--- begin ---

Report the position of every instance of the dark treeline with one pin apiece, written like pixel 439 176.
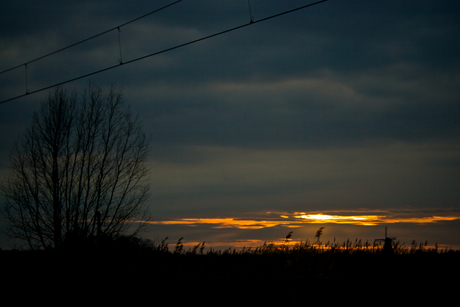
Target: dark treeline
pixel 133 257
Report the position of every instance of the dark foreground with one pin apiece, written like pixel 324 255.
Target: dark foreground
pixel 141 260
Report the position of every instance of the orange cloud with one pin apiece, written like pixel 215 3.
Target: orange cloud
pixel 300 218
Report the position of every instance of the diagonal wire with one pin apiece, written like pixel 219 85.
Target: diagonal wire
pixel 168 49
pixel 89 38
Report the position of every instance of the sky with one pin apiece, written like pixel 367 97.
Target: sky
pixel 343 115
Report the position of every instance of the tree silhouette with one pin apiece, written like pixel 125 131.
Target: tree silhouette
pixel 79 172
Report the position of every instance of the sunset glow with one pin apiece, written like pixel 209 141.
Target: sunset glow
pixel 299 218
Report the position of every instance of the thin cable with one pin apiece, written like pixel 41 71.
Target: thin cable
pixel 87 39
pixel 166 50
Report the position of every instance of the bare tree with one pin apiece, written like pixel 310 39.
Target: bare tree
pixel 79 172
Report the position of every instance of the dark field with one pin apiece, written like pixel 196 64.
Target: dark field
pixel 139 258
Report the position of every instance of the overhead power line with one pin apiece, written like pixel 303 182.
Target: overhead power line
pixel 251 22
pixel 90 38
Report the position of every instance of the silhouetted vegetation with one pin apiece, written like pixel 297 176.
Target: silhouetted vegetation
pixel 78 173
pixel 134 257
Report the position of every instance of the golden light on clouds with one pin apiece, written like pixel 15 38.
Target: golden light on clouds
pixel 356 220
pixel 298 219
pixel 226 223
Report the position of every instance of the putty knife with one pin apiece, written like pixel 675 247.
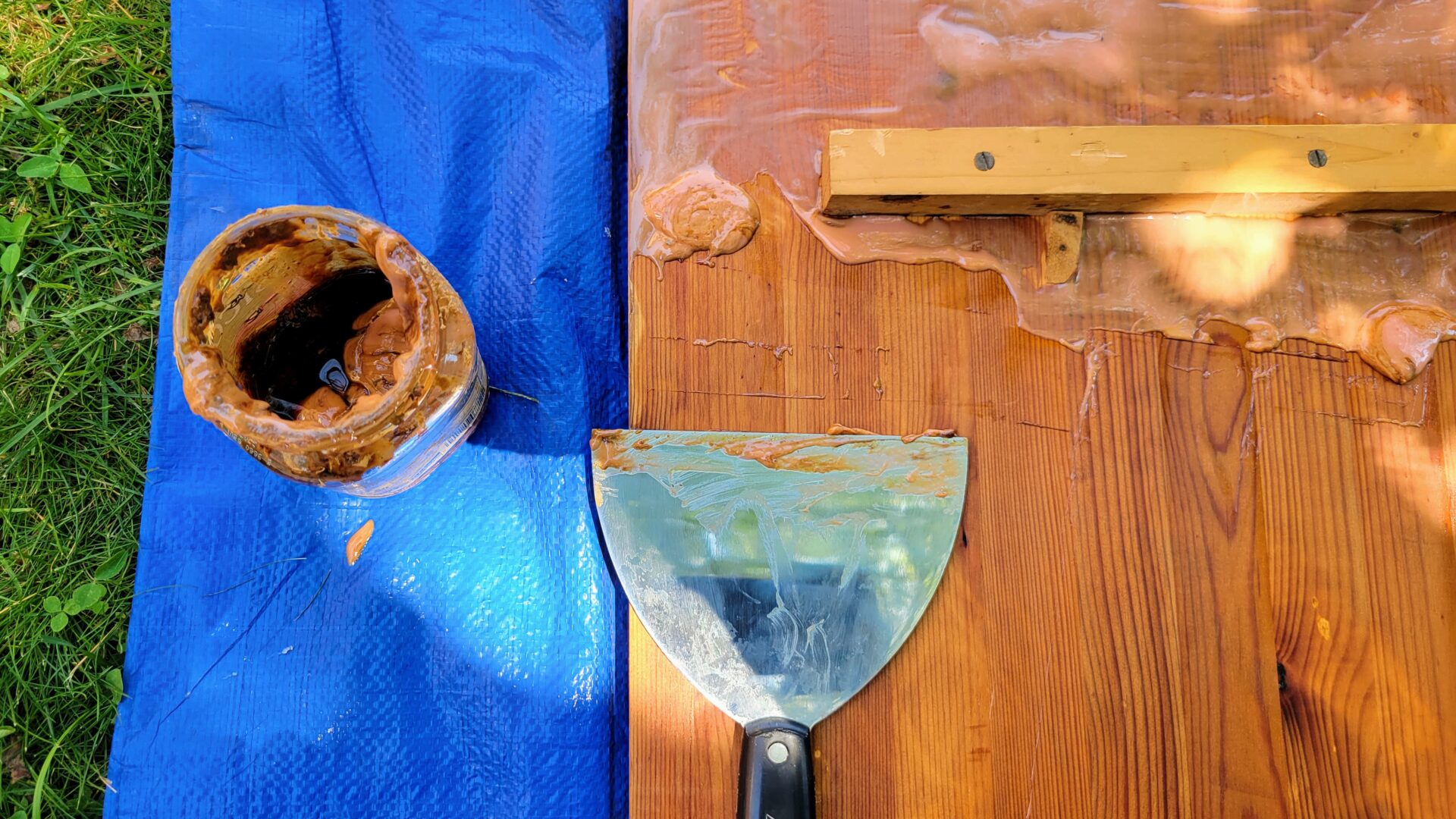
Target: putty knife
pixel 778 573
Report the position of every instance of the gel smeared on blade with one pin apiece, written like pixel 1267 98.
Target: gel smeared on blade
pixel 778 572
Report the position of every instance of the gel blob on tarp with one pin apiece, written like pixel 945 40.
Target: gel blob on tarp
pixel 471 664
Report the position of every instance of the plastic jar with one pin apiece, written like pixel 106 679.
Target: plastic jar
pixel 400 382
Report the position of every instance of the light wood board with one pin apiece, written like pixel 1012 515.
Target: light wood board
pixel 1237 169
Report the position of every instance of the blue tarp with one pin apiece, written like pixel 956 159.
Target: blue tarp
pixel 472 664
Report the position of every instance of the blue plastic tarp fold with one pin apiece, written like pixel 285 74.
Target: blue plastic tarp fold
pixel 472 662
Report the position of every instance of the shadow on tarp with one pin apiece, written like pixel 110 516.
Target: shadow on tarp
pixel 405 682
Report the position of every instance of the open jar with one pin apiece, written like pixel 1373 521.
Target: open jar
pixel 328 349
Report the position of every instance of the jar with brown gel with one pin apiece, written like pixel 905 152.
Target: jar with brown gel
pixel 328 349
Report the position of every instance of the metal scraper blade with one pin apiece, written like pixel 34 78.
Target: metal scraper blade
pixel 778 572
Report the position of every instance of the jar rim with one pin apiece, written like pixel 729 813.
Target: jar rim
pixel 213 390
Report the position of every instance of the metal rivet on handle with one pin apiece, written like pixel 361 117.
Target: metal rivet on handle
pixel 778 752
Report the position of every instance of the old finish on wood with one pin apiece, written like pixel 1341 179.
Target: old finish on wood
pixel 1193 582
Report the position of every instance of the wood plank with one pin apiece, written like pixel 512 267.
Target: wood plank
pixel 1229 670
pixel 1238 169
pixel 1362 579
pixel 1142 553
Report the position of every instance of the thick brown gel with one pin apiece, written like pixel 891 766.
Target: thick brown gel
pixel 736 88
pixel 699 212
pixel 416 353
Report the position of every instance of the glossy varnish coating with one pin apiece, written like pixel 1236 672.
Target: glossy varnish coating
pixel 1196 580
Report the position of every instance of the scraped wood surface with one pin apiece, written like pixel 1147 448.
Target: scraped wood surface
pixel 1194 580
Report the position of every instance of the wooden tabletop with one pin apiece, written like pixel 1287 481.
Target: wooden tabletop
pixel 1194 580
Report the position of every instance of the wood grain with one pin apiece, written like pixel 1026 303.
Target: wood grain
pixel 1194 580
pixel 1141 168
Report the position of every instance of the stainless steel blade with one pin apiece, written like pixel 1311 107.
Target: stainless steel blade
pixel 778 572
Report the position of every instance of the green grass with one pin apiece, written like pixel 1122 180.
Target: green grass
pixel 85 108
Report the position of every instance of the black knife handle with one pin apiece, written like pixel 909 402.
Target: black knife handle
pixel 777 771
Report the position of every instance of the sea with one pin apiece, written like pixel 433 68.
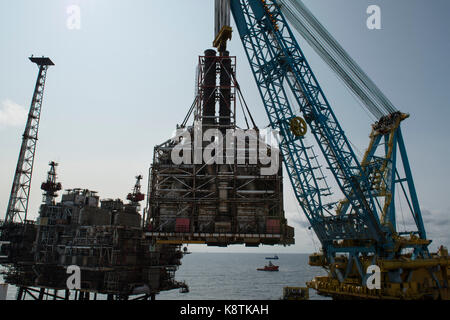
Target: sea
pixel 234 276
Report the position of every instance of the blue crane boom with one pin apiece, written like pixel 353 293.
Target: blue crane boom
pixel 363 225
pixel 279 65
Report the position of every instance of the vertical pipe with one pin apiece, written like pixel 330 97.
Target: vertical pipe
pixel 209 88
pixel 225 92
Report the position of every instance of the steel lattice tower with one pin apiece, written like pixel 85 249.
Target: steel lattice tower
pixel 20 191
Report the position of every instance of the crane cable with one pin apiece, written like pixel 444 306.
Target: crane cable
pixel 336 57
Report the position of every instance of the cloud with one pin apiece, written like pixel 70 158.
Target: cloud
pixel 12 114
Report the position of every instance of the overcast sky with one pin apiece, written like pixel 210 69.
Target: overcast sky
pixel 125 79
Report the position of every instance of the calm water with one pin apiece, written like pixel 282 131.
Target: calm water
pixel 233 276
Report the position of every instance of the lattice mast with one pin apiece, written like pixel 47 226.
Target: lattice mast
pixel 20 191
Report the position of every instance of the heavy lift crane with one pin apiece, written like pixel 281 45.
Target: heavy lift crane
pixel 361 230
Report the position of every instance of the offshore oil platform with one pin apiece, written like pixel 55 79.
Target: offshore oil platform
pixel 125 255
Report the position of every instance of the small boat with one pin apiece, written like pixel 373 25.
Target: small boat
pixel 269 267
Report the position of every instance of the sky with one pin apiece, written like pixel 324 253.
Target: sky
pixel 126 77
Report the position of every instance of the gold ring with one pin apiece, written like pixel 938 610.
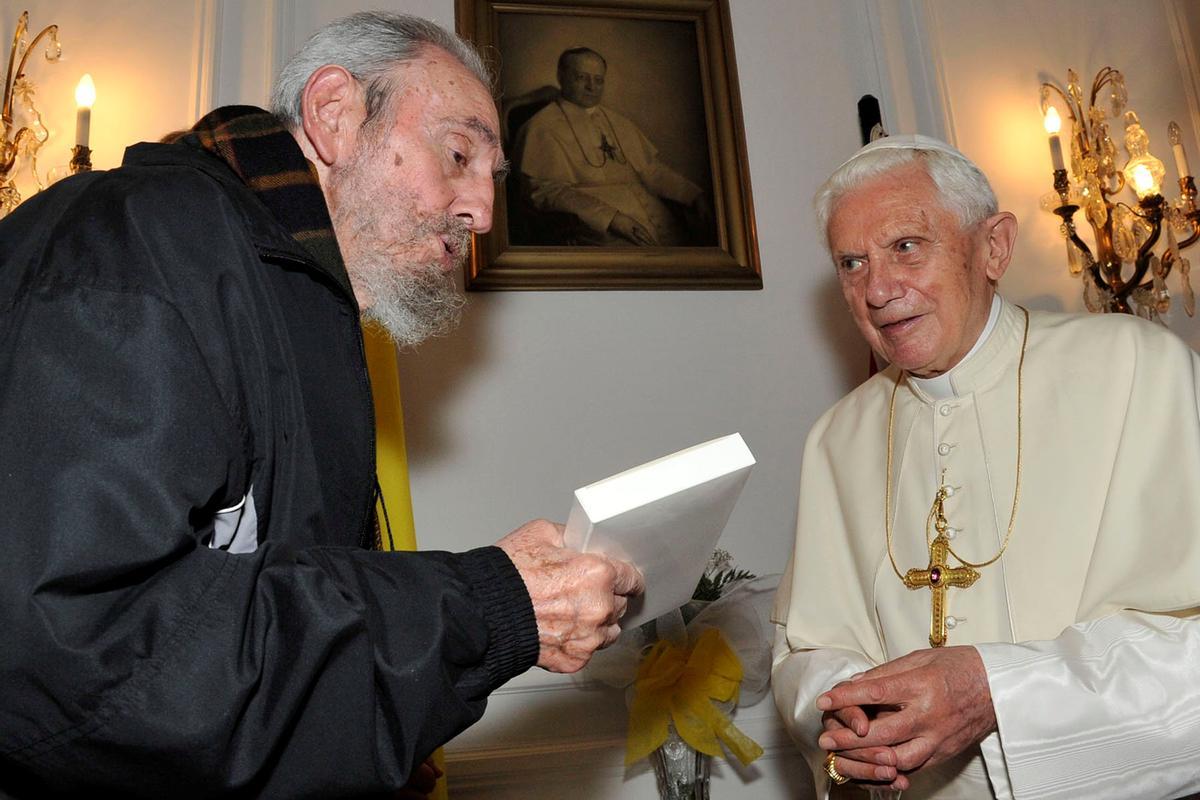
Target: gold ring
pixel 832 771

--- end ---

Copy out the data from the very first line up to and including the line containing "pixel 133 257", and leave the pictures out of your answer.

▶ _Result of the exercise_:
Report the position of every instance of the dark treeline with one pin apiece, written like pixel 439 176.
Target: dark treeline
pixel 133 257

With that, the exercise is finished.